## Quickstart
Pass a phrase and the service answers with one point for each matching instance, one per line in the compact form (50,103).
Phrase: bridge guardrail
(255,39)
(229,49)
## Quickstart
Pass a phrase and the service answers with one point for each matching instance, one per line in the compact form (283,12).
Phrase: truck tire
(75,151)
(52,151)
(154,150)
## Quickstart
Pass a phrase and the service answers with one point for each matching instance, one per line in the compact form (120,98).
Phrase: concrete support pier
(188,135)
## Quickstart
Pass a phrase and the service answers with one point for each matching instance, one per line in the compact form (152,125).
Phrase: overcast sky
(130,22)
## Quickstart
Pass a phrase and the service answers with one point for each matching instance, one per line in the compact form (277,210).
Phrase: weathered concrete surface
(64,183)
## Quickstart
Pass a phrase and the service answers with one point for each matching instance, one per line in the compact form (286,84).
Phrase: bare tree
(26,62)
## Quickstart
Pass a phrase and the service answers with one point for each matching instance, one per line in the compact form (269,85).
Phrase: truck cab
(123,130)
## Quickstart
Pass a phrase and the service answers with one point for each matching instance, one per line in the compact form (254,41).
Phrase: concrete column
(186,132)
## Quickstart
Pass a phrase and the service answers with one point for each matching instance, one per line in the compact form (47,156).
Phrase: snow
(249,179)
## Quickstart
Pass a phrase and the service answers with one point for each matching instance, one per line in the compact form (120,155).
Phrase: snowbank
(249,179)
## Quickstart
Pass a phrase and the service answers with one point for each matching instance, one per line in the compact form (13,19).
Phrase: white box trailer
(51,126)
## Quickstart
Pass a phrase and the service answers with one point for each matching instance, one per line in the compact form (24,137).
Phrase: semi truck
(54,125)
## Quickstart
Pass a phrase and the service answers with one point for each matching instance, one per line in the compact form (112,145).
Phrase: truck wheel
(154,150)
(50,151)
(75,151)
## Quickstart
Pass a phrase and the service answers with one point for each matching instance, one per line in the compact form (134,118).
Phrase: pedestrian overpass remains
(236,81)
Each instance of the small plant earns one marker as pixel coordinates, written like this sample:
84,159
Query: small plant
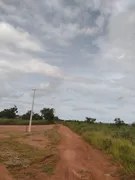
107,143
118,122
90,120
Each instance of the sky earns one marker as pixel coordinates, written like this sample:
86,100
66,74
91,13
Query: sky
79,54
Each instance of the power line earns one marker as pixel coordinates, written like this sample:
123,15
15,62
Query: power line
30,122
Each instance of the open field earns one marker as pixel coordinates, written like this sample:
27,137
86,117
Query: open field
51,152
113,140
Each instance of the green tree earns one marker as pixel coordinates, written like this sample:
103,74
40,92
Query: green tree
48,114
118,122
10,113
36,116
90,120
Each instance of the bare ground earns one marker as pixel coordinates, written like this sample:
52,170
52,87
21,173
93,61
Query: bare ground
78,160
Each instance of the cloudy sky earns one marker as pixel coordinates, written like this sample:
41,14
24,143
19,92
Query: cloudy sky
80,54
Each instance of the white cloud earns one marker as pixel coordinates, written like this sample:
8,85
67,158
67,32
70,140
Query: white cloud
10,35
29,66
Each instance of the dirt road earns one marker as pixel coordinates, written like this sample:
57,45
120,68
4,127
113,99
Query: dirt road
81,161
78,160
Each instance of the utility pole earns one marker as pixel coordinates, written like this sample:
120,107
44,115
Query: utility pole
30,122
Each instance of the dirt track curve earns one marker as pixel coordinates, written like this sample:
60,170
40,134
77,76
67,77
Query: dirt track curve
79,161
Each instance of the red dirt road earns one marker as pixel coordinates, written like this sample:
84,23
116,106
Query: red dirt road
78,160
81,161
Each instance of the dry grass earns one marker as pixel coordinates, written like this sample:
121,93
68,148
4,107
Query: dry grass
21,158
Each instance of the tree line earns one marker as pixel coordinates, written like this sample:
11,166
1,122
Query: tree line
47,114
44,114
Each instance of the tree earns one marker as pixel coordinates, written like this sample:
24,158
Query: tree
90,120
10,113
36,116
26,116
118,122
48,114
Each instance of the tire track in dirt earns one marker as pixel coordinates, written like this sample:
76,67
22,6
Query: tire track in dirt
80,161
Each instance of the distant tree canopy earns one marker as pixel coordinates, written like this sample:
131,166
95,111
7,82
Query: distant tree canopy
48,114
90,120
10,113
36,116
118,122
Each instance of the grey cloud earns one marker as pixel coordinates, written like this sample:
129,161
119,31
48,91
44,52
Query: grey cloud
80,54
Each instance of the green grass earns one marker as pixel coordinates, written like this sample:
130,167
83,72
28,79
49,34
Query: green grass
17,156
22,122
120,142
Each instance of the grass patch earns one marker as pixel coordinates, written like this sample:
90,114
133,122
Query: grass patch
112,140
17,156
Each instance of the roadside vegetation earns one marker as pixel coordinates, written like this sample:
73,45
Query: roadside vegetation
24,160
10,117
117,139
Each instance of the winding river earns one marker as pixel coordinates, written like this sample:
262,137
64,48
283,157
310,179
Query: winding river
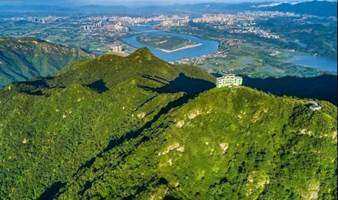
205,46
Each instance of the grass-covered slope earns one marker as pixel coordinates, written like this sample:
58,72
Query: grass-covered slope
22,59
139,128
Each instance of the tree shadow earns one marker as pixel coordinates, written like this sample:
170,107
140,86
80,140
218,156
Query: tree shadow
322,87
98,86
182,83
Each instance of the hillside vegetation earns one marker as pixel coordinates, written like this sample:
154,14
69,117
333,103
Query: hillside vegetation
140,128
26,58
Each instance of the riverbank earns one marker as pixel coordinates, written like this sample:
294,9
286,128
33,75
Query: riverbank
180,49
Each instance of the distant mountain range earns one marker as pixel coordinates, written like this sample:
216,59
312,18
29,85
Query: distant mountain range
140,128
26,58
319,8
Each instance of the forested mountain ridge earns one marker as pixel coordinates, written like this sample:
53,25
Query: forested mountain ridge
140,128
22,59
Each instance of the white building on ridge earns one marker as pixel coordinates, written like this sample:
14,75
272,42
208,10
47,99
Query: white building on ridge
229,80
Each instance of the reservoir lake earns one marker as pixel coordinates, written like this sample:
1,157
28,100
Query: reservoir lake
205,47
318,62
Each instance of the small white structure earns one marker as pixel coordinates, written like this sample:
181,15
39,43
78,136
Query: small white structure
229,80
314,106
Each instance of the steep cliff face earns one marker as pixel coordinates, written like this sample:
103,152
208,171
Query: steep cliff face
140,128
26,58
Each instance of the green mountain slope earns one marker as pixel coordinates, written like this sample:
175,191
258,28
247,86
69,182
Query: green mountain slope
26,58
139,128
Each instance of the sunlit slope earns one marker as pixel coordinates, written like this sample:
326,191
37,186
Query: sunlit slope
139,128
22,59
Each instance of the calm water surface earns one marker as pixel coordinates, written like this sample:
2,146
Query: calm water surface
206,47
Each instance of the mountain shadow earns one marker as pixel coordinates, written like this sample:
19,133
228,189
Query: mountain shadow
322,87
98,86
182,83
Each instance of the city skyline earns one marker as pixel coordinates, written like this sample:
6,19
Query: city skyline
126,2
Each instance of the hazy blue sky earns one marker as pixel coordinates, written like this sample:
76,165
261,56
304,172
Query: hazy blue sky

====================

[Given task]: Give back, unchanged, every line from the one with "Each instance of the calm" to the end of the entries above.

[Exercise result]:
Each instance of the calm water surface earns one marker as pixel coordinates, written like this sample:
2,146
Query: calm water surface
206,47
Each instance of the mountain shadow earns one marker as pixel coordinates, written like this sample:
19,133
228,189
Query: mountain shadow
322,87
98,86
182,83
Each instance of the city skyline earns one marker as pixel coordinates, written like this sample:
6,19
Query: city skyline
126,2
Each instance of the hazy blue sky earns one marker as pixel coordinates, written like this sample:
76,165
261,56
304,172
Query: hazy blue sky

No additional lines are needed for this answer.